Image-grounded pointing data:

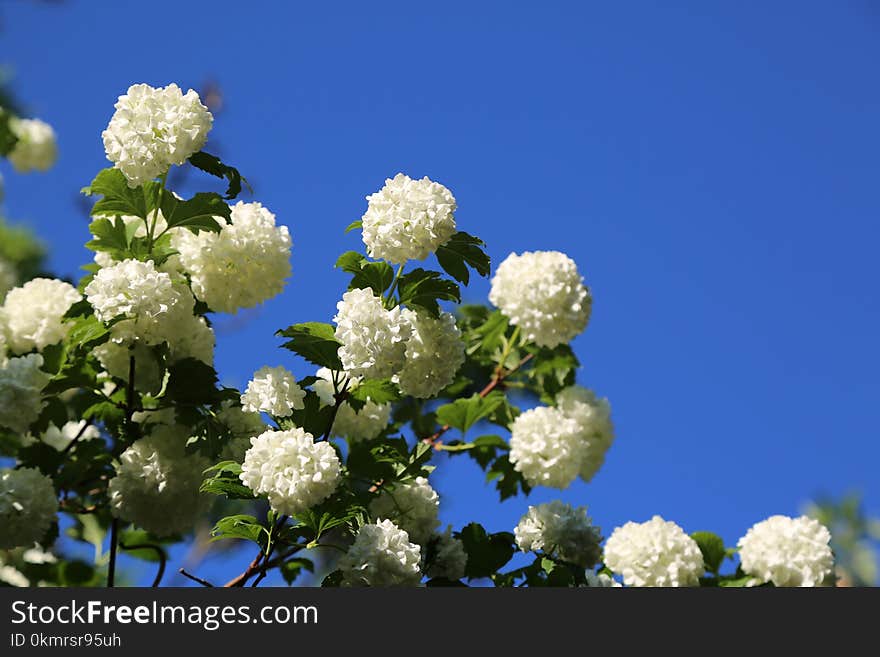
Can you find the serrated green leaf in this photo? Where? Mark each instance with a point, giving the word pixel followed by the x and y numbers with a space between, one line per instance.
pixel 463 251
pixel 462 414
pixel 712 547
pixel 424 288
pixel 198 213
pixel 314 341
pixel 213 165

> _Your assignment_: Repeat the data above word for word, without pictures.

> _Written response_:
Can you find the serrated green leaf in this photo? Where? Mark each instance with a point, giving the word pixel followed by the x and y numbers with a space between, one line per instance.
pixel 463 251
pixel 462 414
pixel 712 547
pixel 424 288
pixel 198 213
pixel 314 341
pixel 213 165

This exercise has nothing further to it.